### Given text
Any ECON 101 class will teach you that the primary objective of designing an economy in a civilized society is to distribute goods and services most efficiently and effectively to meet the needs of those living within that society and economy.

The prevalence of poverty, homelessness, constrained access to healthcare, and other conditions of deprivation plaguing Americans powerfully underscores the U.S. market economy’s failure to meet the basic needs of our population.

In large part, this failure is due to the fact the chief economic indicators we use to assess the functioning of the U.S. economy have little to do with measuring the well-being of people living in the nation and much more to do with monitoring corporate profits, stock market performance, employment levels, and the like. Just catch a daily news report. 

Corporate profits, of course, are increased when labor costs are

reduced. And we know many Americans are employed in jobs that pay less than a living wage. Even $15 an hour is not a living wage.

So, again, the mission of the U.S. economy is primarily to produce profit, and that’s what economists tend to measure. The meeting of people’s needs is subsidiary and typically not a factor in assessing the health of the economic system.

Indeed, on the whole as a culture, Americans tend to view people’s economic struggles as a result of their personal failings, bad decisions, or laziness, not as a function of the operational dynamics of the system itself, even though we know, for example, that corporate profits are linked to companies’ abilities to exercise power (such as eliminating unions) to drive down wages.

What we see in this current war for workers, leading to higher wages, is not that businesses can’t or couldn’t afford to remunerate workers with better wages and benefits but that they were in a position of power where they didn’t have to.

We often hear businesses cry that they will have to shut down if they have to pay workers a decent or livable wage.

Now we see that isn’t the case at all. Indeed, even as wages rise, corporate profits are hitting record highs.
######
### Dataset records
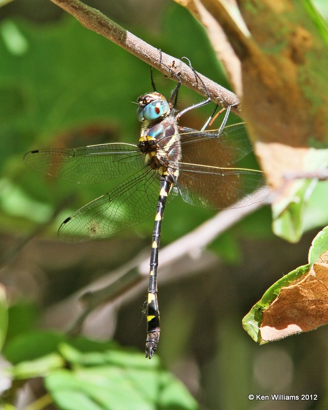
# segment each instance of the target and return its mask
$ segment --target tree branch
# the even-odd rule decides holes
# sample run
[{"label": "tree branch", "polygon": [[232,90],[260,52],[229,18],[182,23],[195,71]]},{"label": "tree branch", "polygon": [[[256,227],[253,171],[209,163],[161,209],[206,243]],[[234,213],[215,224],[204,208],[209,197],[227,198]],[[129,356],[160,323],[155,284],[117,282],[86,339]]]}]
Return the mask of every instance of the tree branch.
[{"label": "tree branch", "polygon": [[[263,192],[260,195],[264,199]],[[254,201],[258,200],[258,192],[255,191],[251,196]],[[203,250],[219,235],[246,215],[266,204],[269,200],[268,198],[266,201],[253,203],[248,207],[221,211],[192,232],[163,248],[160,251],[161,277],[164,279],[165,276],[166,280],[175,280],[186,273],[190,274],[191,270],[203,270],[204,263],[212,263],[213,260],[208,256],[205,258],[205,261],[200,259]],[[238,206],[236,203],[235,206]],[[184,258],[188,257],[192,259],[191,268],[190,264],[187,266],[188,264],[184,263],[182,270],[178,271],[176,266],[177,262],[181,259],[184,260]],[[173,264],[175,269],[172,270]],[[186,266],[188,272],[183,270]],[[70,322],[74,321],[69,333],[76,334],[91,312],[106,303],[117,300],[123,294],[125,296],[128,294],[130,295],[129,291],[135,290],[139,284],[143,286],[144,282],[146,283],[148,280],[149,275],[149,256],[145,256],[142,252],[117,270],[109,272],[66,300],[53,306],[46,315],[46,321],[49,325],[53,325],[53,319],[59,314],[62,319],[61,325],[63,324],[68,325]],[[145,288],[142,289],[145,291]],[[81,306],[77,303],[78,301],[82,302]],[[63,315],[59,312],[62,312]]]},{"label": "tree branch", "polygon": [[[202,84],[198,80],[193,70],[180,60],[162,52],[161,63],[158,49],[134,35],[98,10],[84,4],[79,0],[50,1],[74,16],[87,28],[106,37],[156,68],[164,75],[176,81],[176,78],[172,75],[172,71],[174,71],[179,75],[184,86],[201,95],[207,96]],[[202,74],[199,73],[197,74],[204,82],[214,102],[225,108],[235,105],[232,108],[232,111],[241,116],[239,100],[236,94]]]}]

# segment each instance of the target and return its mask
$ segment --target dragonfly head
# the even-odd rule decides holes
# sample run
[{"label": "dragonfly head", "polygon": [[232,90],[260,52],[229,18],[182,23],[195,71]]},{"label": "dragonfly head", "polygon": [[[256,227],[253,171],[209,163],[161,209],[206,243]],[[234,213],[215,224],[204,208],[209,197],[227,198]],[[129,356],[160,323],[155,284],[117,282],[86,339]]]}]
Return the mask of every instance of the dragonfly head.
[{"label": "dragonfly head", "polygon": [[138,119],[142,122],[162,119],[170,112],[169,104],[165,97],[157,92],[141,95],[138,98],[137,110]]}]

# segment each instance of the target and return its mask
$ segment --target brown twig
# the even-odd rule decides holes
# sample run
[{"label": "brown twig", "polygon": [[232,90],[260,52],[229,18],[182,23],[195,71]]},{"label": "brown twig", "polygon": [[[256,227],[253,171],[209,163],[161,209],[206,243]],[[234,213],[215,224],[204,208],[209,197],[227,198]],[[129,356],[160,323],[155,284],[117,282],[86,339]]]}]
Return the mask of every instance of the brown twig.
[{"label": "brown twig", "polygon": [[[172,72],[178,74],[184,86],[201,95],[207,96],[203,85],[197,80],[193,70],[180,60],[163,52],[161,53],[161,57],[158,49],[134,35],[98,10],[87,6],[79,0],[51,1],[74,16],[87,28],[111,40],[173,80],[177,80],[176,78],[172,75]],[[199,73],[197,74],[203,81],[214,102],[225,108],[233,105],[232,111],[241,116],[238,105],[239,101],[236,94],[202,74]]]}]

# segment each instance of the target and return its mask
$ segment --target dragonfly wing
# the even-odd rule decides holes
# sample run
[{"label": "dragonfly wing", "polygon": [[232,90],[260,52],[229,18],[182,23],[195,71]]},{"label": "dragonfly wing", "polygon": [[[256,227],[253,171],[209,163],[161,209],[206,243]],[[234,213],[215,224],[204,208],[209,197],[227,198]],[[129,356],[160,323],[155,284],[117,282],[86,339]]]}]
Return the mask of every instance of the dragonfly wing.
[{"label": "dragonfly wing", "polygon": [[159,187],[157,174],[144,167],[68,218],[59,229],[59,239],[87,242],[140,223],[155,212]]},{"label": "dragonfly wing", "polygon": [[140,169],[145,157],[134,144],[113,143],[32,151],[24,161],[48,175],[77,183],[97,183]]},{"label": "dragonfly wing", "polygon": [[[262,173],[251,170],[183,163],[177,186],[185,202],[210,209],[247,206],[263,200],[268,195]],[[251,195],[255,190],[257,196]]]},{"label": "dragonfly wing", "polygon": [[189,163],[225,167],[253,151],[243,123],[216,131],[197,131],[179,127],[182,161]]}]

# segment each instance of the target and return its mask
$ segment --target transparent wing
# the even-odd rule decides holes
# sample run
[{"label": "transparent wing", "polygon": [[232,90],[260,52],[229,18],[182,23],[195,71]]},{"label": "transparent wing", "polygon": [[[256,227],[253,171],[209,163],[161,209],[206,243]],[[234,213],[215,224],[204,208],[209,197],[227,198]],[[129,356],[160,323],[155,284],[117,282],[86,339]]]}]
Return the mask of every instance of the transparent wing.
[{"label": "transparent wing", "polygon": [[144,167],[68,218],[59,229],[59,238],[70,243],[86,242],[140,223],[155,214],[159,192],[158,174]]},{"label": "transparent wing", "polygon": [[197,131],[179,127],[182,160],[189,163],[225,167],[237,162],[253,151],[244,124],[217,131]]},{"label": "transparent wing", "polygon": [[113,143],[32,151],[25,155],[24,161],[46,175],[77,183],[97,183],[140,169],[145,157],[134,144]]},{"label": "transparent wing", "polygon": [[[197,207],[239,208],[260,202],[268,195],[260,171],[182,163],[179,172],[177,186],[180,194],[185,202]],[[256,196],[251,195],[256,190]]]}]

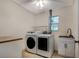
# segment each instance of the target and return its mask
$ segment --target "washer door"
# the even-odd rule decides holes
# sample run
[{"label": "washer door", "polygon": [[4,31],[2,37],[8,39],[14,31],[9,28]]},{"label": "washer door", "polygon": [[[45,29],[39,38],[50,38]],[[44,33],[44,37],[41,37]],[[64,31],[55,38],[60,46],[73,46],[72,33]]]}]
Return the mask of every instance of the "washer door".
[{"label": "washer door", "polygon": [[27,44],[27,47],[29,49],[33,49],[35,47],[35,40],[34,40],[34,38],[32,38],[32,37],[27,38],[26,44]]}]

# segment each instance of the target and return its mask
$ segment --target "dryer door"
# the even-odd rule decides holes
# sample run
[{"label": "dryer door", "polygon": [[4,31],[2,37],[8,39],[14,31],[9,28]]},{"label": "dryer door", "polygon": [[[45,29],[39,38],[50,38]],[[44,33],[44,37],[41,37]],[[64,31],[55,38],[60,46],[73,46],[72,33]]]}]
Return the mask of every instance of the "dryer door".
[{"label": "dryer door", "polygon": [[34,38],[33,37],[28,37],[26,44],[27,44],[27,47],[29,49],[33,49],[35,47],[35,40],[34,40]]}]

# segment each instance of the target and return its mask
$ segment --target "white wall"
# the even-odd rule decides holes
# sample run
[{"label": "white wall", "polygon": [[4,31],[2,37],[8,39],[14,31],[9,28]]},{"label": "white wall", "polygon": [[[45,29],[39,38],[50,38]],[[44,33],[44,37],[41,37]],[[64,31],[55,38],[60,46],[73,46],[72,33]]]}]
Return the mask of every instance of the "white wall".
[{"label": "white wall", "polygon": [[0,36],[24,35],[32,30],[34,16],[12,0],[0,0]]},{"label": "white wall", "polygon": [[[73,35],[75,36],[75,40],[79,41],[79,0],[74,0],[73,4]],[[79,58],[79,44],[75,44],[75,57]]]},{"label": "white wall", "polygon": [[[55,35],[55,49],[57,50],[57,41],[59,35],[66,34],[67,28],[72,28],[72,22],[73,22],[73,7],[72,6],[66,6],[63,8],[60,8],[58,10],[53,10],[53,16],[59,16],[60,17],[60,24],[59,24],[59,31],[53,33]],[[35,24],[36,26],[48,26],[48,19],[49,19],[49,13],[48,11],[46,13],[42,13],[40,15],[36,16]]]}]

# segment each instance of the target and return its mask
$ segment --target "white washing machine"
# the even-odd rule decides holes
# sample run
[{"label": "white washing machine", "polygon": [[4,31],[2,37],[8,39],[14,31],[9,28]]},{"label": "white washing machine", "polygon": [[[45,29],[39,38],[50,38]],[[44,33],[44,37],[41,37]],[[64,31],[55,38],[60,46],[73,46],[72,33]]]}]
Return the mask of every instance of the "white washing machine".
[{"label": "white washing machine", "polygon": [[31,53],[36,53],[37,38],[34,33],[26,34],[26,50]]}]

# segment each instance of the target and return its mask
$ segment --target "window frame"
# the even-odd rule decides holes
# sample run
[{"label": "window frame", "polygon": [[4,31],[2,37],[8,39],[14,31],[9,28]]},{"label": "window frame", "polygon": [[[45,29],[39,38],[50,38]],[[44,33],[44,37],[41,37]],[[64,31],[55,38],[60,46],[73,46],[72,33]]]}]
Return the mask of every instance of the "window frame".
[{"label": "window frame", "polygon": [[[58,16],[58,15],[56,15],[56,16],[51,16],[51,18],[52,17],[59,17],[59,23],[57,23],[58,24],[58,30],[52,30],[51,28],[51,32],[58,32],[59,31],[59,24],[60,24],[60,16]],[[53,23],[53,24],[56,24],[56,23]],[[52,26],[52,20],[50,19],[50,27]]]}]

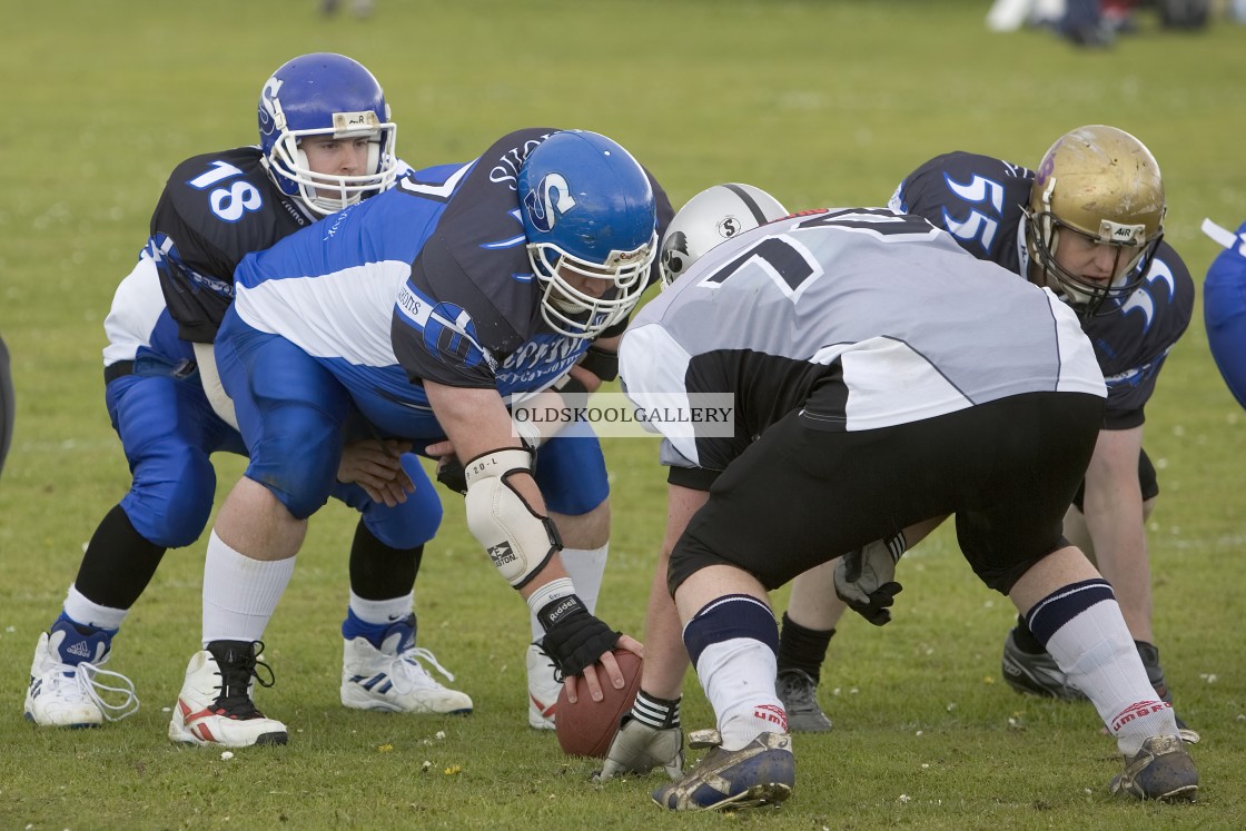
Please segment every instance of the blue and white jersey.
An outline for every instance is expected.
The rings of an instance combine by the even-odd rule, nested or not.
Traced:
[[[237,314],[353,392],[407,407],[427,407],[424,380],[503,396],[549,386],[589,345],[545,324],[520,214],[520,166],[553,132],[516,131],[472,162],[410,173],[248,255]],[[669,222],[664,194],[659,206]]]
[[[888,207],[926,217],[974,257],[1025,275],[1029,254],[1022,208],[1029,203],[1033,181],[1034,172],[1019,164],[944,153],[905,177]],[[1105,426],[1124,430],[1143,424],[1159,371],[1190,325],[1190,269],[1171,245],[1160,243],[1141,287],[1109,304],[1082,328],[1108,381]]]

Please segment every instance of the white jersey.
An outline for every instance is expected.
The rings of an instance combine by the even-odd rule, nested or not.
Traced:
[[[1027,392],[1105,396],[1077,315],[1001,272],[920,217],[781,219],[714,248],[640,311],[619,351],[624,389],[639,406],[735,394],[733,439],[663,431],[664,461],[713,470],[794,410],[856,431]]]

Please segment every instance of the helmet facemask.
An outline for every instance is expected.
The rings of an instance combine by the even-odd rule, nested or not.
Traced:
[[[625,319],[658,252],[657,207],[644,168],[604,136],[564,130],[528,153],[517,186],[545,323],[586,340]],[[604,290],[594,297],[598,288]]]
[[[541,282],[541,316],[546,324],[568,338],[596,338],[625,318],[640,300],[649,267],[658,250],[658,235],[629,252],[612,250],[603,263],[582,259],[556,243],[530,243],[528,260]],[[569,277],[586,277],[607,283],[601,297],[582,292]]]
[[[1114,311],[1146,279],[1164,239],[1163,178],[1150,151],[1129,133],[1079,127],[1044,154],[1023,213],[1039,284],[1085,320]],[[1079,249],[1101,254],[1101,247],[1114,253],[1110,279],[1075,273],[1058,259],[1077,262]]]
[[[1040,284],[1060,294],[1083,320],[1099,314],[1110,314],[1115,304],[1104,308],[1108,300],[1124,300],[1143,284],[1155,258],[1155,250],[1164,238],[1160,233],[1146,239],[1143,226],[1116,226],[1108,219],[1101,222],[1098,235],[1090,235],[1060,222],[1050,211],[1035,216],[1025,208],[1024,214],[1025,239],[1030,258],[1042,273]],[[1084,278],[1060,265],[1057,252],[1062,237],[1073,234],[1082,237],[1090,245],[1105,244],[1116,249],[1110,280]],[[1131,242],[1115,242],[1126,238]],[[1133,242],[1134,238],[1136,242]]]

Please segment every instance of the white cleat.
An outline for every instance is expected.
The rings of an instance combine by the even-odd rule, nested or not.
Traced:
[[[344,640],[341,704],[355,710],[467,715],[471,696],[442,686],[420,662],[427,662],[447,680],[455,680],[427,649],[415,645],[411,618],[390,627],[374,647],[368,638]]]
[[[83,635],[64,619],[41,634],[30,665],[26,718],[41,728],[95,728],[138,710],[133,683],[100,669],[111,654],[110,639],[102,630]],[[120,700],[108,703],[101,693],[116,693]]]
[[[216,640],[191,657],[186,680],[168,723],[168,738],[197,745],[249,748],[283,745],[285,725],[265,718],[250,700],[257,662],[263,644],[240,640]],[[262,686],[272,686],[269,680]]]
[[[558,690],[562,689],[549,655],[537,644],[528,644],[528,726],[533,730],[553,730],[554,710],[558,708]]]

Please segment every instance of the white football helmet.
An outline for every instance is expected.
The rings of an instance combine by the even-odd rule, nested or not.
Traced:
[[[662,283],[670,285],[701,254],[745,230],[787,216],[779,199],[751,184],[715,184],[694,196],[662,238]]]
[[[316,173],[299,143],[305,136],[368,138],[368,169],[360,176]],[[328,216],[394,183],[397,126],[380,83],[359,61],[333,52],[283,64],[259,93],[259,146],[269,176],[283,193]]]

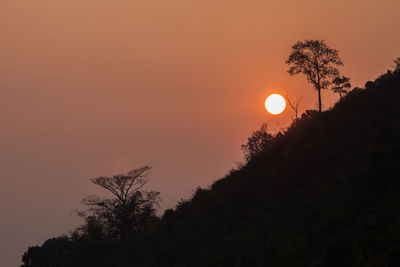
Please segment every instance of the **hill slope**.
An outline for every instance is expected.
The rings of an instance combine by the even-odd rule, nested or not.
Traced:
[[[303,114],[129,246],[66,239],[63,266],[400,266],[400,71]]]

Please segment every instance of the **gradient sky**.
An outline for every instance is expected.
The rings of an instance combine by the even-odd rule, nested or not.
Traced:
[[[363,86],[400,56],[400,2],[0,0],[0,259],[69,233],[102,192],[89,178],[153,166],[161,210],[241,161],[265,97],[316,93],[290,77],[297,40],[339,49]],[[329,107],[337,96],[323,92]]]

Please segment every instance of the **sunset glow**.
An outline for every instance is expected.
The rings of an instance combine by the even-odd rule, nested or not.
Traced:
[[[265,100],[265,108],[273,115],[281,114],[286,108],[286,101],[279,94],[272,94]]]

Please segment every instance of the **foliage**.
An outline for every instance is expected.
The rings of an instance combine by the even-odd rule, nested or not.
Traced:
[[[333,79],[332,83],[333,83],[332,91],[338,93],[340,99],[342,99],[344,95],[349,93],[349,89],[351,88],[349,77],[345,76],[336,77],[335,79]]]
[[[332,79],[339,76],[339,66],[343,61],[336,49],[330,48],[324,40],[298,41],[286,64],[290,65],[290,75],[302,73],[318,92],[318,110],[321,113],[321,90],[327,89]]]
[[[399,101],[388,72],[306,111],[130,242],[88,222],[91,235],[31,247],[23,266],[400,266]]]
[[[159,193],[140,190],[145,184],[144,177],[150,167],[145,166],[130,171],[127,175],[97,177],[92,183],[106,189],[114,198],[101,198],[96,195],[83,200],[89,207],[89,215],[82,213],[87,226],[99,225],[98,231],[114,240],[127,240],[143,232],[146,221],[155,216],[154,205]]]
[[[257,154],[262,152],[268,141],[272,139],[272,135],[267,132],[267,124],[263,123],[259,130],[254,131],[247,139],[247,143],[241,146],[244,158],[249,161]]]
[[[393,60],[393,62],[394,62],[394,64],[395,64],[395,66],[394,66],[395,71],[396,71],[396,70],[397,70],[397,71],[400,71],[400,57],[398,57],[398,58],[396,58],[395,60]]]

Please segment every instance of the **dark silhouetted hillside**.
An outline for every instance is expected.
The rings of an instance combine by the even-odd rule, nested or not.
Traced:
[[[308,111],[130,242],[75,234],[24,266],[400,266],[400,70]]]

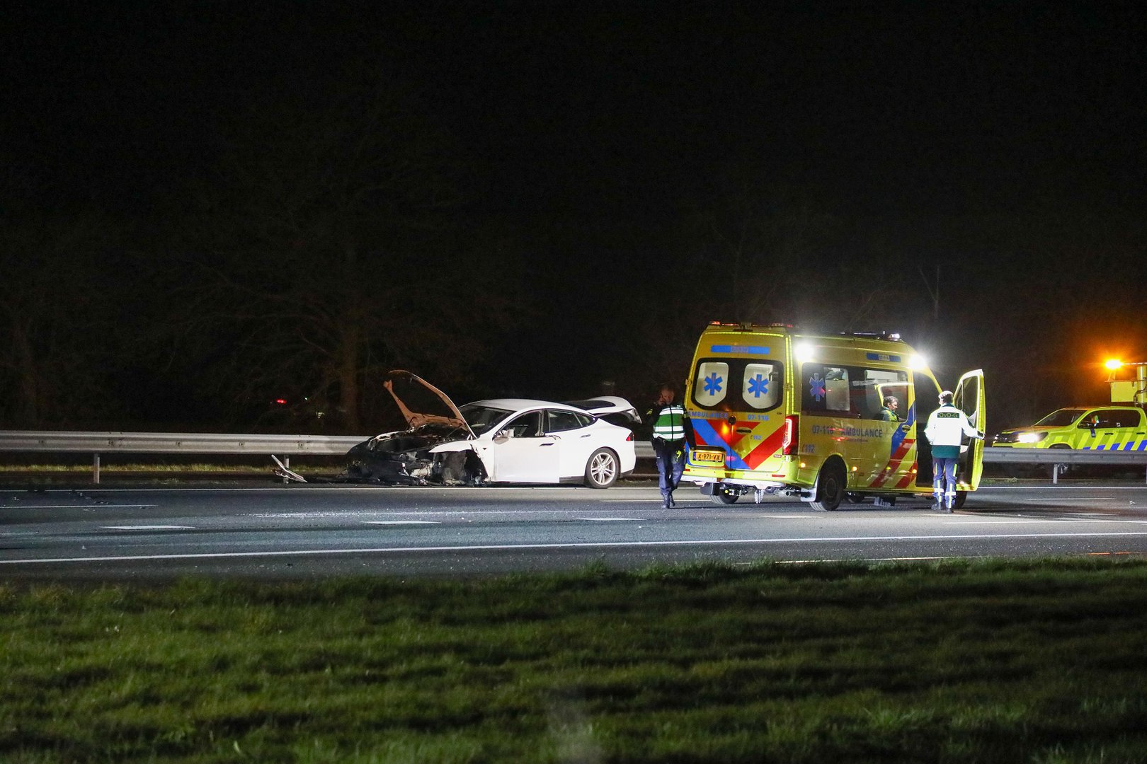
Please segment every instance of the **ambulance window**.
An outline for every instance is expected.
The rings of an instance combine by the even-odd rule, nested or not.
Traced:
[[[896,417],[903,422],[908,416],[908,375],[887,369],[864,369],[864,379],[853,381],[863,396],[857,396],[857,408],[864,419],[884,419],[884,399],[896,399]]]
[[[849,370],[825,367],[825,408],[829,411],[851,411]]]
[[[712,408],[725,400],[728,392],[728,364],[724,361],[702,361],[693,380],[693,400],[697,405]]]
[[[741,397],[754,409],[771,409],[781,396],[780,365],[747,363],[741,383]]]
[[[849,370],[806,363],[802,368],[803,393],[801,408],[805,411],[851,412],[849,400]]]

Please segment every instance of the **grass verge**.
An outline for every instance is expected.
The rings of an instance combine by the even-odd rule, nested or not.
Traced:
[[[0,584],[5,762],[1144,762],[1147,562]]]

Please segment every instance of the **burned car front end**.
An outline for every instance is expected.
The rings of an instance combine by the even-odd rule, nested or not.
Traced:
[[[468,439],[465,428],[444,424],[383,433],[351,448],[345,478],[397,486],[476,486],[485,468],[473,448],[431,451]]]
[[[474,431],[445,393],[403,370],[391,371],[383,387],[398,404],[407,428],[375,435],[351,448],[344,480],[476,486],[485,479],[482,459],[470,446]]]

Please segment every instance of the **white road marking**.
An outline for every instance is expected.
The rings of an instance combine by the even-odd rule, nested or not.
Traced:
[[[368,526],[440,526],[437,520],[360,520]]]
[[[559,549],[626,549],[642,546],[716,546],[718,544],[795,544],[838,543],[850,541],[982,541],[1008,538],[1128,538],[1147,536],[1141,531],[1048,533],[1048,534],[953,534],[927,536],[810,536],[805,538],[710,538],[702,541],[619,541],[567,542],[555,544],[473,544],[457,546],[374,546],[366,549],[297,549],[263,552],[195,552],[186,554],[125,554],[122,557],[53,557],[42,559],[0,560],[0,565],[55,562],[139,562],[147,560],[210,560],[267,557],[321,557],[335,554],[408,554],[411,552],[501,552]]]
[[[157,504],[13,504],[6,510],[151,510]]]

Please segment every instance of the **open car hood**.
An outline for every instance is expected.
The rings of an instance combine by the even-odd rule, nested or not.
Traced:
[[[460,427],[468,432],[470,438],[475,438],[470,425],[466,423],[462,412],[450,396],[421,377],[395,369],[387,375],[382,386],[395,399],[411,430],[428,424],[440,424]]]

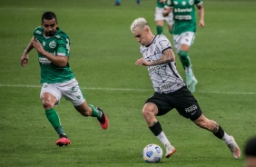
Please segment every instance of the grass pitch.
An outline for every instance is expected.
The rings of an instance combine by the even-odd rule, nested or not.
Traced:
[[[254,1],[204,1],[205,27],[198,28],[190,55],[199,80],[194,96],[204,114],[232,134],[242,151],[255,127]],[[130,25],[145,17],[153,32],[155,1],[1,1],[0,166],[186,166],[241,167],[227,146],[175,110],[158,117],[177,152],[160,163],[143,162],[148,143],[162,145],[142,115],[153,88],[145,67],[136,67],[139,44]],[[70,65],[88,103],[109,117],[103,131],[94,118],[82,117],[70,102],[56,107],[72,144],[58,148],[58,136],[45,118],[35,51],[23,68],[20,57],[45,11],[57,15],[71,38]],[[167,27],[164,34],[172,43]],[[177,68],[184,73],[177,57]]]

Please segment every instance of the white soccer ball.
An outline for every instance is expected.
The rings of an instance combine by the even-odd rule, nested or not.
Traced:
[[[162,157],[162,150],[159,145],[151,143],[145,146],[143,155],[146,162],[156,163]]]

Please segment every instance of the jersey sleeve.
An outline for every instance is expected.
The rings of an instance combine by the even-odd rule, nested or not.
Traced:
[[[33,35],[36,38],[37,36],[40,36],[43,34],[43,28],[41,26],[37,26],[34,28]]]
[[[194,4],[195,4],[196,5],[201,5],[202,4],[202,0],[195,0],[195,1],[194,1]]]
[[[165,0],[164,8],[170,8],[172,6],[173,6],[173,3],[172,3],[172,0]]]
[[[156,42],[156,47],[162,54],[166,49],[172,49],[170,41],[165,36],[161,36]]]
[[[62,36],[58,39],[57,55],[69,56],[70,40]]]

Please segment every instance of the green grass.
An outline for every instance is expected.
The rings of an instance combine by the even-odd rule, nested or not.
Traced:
######
> [Assigned task A]: Reproduce the text on the U.S. economy from "Indeed, on the" up to and including "drive down wages.".
> [Assigned task B]: According to the text on the U.S. economy, the chief economic indicators mostly monitor what?
The records are separate material and have no connection to the text on the U.S. economy.

> [Exercise result A]:
Indeed, on the whole as a culture, Americans tend to view people’s economic struggles as a result of their personal failings, bad decisions, or laziness, not as a function of the operational dynamics of the system itself, even though we know, for example, that corporate profits are linked to companies’ abilities to exercise power (such as eliminating unions) to drive down wages.

> [Exercise result B]:
- Corporate profits
- Stock market performance
- Employment levels